[WORK TO DO]:
Reproduce all of the records below, substituting "Labeling note" for every occurrence of "Curation note" and leaving everything else unchanged. Omit the pictures from your answer.

+ + + +

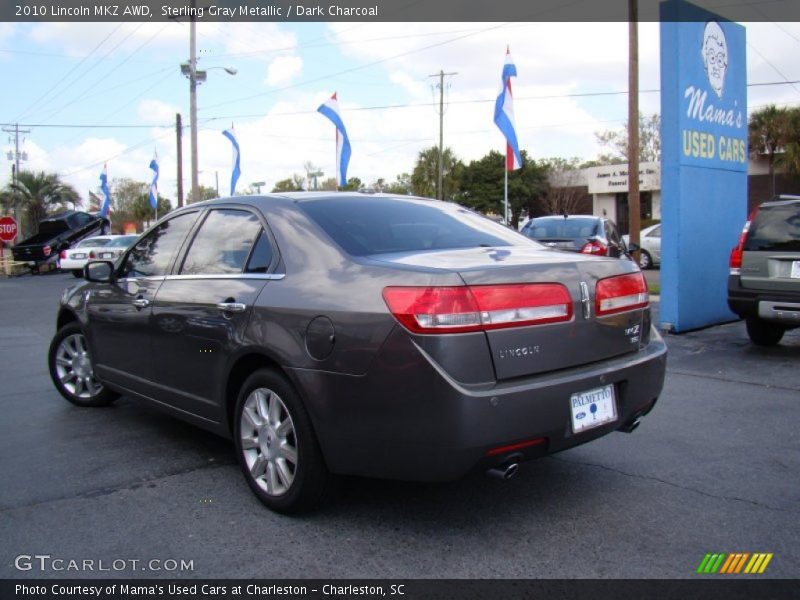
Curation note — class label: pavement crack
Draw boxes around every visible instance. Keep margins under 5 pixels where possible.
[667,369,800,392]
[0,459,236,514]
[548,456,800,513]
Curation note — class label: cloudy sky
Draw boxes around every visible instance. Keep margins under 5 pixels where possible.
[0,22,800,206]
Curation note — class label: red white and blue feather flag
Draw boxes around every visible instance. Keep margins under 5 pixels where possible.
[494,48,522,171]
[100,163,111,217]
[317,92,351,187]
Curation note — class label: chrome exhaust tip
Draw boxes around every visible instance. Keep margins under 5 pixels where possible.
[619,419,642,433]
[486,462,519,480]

+ + + +

[RESULT]:
Labeling note — class label: pavement crack
Draw boxes around every visible instance. Keep margins under 5 pixels where possible.
[667,369,800,392]
[0,459,236,514]
[548,456,800,513]
Labeling note — class label: cloudy sky
Draw boxes around every visible instance. Keep margins under 5 pixels where possible.
[0,22,800,206]
Labeling note — class label: red white and blue feather flag
Draw boxes around every visible instance. Keep margins under 5 pixels where possible.
[494,48,522,171]
[100,163,111,217]
[317,92,351,187]
Labeling note — class label: chrome exhaust tip
Draw boxes around every visible instance. Keep margins under 5 pixels where possible.
[619,419,642,433]
[486,462,519,480]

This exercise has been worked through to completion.